## Task input
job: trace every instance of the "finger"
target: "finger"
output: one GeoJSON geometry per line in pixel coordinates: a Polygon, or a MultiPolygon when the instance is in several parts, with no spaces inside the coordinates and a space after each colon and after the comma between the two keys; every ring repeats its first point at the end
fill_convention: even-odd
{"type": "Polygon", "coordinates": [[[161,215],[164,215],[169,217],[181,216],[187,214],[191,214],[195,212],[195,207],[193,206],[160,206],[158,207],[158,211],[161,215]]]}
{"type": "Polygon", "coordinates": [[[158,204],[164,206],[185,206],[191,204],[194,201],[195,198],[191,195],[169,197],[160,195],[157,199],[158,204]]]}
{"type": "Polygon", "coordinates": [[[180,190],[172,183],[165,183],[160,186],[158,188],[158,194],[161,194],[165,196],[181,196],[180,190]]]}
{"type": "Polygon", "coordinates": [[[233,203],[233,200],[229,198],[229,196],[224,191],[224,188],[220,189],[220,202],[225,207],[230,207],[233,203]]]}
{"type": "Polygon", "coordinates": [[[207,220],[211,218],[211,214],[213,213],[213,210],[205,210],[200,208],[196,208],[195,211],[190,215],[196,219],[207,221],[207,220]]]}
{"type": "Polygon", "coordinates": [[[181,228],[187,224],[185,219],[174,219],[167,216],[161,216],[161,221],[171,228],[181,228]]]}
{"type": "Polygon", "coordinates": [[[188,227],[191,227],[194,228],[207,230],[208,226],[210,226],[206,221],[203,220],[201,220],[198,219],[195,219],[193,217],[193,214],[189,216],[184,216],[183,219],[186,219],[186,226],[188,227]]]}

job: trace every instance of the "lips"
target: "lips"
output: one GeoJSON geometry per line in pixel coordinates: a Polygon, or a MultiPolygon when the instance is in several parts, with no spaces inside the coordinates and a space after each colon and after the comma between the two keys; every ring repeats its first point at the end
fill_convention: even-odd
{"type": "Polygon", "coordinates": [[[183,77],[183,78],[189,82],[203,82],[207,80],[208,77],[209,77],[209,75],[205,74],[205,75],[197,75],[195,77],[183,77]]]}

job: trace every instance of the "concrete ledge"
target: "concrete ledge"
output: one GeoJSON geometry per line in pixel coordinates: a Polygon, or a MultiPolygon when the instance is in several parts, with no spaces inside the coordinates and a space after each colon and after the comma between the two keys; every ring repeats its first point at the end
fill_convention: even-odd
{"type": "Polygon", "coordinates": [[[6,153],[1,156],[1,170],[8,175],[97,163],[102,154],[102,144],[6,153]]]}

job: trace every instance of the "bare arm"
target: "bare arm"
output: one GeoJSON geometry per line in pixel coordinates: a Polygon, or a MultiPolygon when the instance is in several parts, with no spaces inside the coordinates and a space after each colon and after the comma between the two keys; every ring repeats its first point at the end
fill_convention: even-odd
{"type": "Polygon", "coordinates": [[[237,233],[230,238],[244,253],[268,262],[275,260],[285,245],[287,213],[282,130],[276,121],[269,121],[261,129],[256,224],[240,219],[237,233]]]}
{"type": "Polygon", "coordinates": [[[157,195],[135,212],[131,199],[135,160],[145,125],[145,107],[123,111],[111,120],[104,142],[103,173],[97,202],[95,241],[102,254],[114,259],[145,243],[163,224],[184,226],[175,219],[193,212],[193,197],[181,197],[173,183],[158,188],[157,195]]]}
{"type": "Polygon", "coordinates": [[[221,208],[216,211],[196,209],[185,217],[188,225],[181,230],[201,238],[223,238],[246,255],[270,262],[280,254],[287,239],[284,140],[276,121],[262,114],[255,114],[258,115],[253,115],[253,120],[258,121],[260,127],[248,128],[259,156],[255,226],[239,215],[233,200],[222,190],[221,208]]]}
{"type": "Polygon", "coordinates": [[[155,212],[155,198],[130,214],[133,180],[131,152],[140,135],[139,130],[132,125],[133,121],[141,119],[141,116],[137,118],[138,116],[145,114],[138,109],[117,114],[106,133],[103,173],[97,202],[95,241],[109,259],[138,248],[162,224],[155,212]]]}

## Job
Find every line in the rows above that contains the word "finger", and copy each of those lines in full.

## Exercise response
job: trace every instance of the "finger"
target: "finger"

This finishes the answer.